+++ EXTRACTED TEXT

[Bioc-devel] idempotent identifier mapping with GSEABase::mapIdentifiers()

Mon Mar 5 18:13:11 CET 2012

Martin, thank you very much, it works smoothly in devel, and thanks for
helping a GSVA user on exactly this issue at the BioC list yesterday,
your solution came just right on time :)

robert.

On Fri, 2012-03-02 at 10:17 -0800, Martin Morgan wrote:
> On 02/27/2012 09:08 AM, Robert Castelo wrote:
> > thanks Vincent,
> >
> > what you suggest fixes the situation temporarily and hopefully, as
> > Martin said in his message before, this can have a more generic
> > solution.
> 
> This is fixed for Entrez -> Annotation identifier maps in 1.17.3 (in the 
> development branch). There may be other idempotent maps that are not 
> supported.

++++++
+++ DATA SUPPLIED

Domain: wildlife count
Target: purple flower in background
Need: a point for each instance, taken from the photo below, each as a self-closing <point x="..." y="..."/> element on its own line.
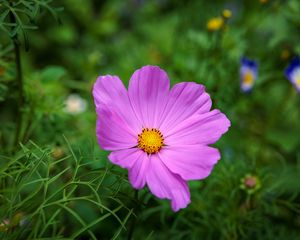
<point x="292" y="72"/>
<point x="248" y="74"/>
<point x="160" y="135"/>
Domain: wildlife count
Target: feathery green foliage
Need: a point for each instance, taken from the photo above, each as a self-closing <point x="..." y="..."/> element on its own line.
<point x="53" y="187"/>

++++++
+++ DATA SUPPLIED

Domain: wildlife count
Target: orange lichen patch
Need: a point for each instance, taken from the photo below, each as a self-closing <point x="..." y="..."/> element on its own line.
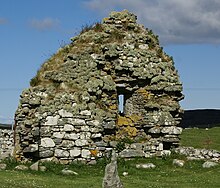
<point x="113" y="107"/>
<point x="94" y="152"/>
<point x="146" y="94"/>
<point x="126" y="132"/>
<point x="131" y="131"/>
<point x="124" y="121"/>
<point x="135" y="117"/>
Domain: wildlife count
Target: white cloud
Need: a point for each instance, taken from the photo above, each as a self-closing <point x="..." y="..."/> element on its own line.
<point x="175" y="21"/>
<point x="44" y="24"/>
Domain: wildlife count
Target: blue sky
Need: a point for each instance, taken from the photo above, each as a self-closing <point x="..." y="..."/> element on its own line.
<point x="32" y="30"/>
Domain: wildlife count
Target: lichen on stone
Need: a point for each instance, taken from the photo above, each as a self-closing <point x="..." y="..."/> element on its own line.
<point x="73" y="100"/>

++++++
+++ DATA SUPPLIED

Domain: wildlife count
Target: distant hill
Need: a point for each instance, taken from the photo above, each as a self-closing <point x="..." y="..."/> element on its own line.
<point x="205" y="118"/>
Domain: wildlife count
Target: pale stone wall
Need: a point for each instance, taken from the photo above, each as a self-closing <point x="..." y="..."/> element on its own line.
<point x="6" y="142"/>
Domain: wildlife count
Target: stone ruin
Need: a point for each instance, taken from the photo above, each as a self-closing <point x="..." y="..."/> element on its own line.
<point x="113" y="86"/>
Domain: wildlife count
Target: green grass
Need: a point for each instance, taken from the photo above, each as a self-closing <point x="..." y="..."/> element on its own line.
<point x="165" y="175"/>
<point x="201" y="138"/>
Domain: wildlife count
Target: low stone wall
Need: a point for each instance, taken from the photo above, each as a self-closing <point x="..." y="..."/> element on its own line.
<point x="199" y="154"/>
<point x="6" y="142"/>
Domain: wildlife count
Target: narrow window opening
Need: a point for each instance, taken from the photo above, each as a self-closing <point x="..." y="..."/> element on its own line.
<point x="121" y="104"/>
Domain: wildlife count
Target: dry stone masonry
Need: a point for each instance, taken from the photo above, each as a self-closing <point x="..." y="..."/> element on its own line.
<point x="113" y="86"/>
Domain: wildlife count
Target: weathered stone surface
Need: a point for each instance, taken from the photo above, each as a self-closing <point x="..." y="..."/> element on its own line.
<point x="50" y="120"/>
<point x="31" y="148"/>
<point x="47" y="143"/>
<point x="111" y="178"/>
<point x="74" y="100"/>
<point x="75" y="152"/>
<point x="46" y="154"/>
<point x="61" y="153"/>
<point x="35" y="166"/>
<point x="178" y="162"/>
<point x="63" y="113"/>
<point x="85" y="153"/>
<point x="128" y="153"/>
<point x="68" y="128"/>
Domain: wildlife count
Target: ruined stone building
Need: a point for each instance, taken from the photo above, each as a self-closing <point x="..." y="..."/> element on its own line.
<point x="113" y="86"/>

++++++

REQUIREMENTS -
A. According to the mailing list message, in which version is the Entrez -> Annotation identifier map issue fixed?
B. Which lines of the entries contain the word "green"? Copy each such line, treating uppercase and lowercase as different.
The mailing list message and the entries are unrelated to each other.

RESPONSES PER TASK -
A. It is fixed in version 1.17.3, in the development branch.

B.
Target: feathery green foliage
Target: green grass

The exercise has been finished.